**Activity**
Copy the data exactly as it appears, and do not include any pictures.

____ Source data

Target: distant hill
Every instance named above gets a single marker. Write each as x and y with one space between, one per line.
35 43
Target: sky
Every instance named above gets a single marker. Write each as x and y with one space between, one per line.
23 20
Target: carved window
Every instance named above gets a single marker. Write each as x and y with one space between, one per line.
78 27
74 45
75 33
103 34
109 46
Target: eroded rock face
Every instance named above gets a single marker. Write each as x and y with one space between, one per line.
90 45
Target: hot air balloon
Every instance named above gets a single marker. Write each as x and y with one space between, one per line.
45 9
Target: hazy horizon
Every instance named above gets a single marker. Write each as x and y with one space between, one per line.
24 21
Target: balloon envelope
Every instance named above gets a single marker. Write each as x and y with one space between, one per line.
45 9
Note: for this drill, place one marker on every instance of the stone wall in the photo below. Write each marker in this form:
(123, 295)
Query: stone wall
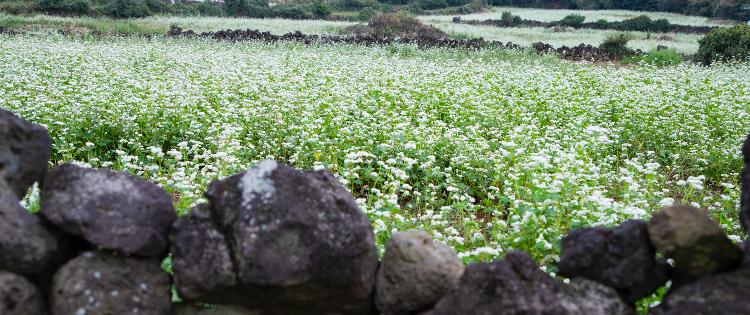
(275, 240)
(581, 52)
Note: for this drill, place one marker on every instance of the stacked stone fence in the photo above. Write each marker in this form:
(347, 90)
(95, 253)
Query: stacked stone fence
(276, 240)
(616, 26)
(581, 52)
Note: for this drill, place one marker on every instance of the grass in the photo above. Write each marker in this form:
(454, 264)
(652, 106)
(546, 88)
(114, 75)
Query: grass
(160, 24)
(684, 43)
(549, 15)
(486, 150)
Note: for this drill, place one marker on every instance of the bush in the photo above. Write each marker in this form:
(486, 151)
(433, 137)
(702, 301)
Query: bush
(601, 24)
(659, 58)
(210, 9)
(640, 23)
(18, 6)
(507, 18)
(401, 24)
(320, 9)
(65, 7)
(724, 44)
(573, 20)
(617, 46)
(288, 11)
(367, 14)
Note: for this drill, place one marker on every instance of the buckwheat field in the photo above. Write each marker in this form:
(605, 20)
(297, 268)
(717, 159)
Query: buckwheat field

________

**Task result**
Target: distant hill
Every instance named above gets a single marker. Write each as x and y with one space between, one per line.
35 43
Target: sky
Every instance named above gets a single marker. Write each as x and y with one space between, one per line.
23 20
Target: carved window
Every instance named above gets a single marker. Write each as x and y with one space between, one per line.
78 27
74 45
75 33
103 34
109 46
Target: eroded rock face
Every instance named above gets a single marker. Write each as x and y with one space between, one per line.
90 45
Target: hot air balloon
Every instance named above gets a single marker. Write each as x and y with one space between, one per line.
45 9
Target: hazy horizon
Every instance named above gets a single marker. Write each as x and y with one space between, one per line.
24 21
Target: balloon envelope
Every instance named above gets a single marker. Write each as x and y with one space between, one per line.
45 9
Note: for this drill, place one marker on every instance of the stone wall in the photo below. Write each marker in this form:
(123, 295)
Query: stone wall
(275, 240)
(581, 52)
Note: for this drill, place one marker on every instance of the stacked stone fence in the photo above. Write each marker in this form:
(347, 90)
(95, 253)
Query: stacked stone fence
(276, 240)
(616, 26)
(581, 52)
Note: for this drill, place one marker on every instance of the grass in the photo above. Write each marker in this form:
(454, 264)
(652, 106)
(546, 88)
(114, 75)
Query: grass
(160, 24)
(684, 43)
(549, 15)
(486, 150)
Note: for this drill, place one marker on every instance of the bush in the photo above. Write each marker in this form:
(486, 151)
(433, 137)
(702, 301)
Query: bush
(601, 24)
(659, 58)
(210, 9)
(640, 23)
(18, 6)
(507, 18)
(401, 24)
(320, 9)
(65, 7)
(724, 44)
(573, 20)
(617, 46)
(288, 11)
(367, 14)
Note: for this drill, place one marker on every instance of the buckwheat field in the photo above. Write each marker in this form:
(605, 20)
(297, 268)
(717, 159)
Query: buckwheat field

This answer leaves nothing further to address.